* **Work order**: Somewhere below are a line with "Generate the target's" and a later line with "positive clicks: (331, 358)". Output exactly those lines and all lines between them.
** Data extract follows **
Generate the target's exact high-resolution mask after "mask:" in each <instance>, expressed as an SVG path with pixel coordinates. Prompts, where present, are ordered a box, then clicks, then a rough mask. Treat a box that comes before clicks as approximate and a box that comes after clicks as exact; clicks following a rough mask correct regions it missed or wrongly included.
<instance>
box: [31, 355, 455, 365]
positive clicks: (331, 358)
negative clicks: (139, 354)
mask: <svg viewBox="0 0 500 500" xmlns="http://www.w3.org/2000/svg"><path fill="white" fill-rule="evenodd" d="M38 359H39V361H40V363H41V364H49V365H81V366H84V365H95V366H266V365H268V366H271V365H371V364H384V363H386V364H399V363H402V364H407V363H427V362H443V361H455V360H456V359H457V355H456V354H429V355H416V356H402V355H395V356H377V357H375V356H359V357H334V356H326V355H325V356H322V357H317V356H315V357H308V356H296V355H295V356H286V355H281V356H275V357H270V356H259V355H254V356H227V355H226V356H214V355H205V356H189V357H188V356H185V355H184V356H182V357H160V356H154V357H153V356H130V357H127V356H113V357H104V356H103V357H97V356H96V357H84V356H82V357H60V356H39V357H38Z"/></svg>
** End of Data extract **
** Data extract follows **
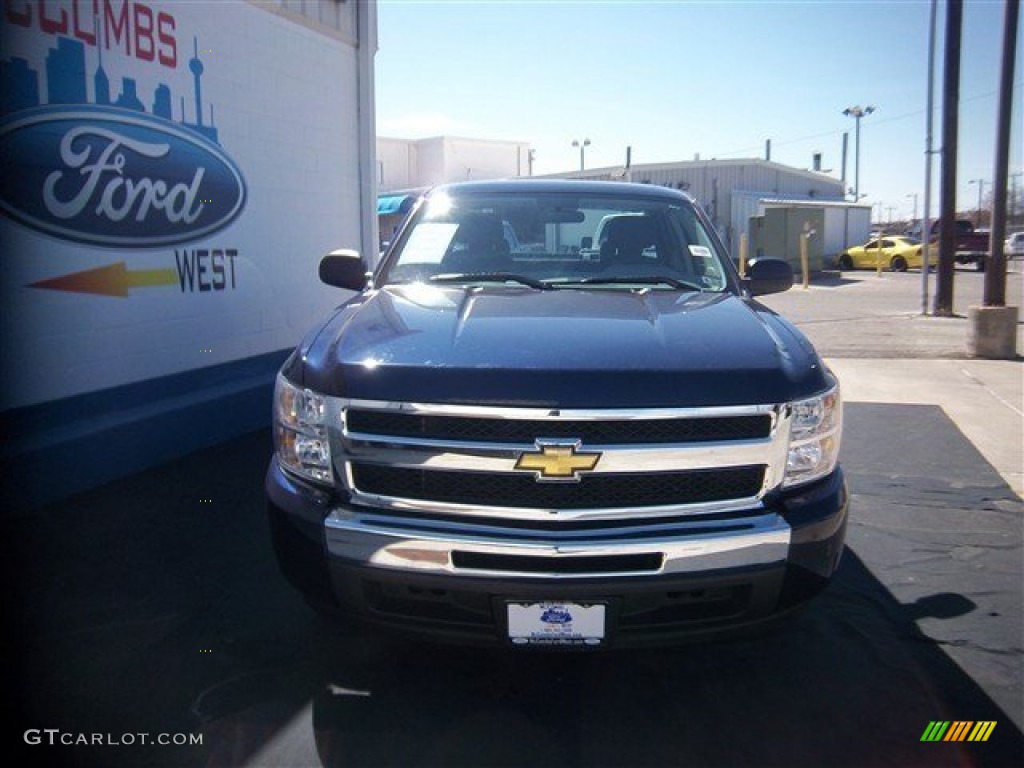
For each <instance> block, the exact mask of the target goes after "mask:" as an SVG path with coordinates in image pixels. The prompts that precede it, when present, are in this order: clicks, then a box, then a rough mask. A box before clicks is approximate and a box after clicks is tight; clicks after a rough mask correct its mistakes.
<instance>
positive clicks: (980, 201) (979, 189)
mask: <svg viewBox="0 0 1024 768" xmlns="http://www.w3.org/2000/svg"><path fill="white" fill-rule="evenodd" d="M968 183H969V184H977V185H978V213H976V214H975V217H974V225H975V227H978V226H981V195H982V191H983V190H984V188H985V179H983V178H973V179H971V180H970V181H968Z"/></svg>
** End of Data extract **
** Data extract follows **
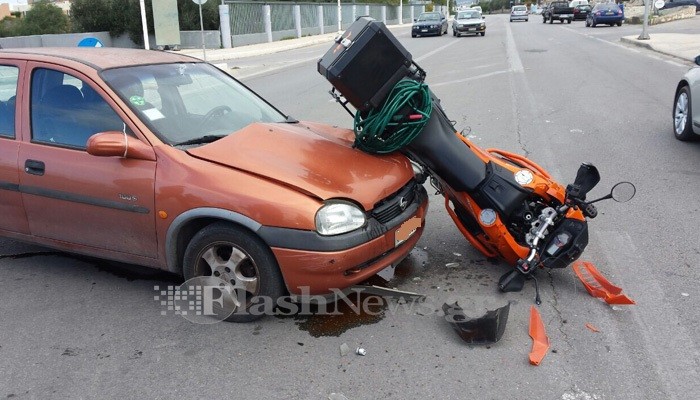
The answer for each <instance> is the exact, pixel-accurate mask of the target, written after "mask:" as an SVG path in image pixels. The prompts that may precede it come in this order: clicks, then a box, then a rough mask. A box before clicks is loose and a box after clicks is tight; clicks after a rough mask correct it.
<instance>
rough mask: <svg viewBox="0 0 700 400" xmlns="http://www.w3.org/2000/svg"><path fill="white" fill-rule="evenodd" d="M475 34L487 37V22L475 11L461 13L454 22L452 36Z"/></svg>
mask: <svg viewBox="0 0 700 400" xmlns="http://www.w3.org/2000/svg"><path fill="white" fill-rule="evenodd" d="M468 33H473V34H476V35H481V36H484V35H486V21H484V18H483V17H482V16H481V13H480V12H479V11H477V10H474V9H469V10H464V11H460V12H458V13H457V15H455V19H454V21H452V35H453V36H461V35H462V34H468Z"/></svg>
** End of Data extract **
* **Solution for this problem**:
Generate the target's exact high-resolution mask after "mask:" in each <instance>, expressed as an SVG path with pixel coordinates. Prompts, where present, are ordered a box, then clicks, then a rough mask. Treat a box that comes before clicks as approximate and a box that comes after clicks as exact; clicks following a rough mask correct regions it missed or wrongly included.
<instance>
box: [31, 355, 455, 365]
positive clicks: (331, 358)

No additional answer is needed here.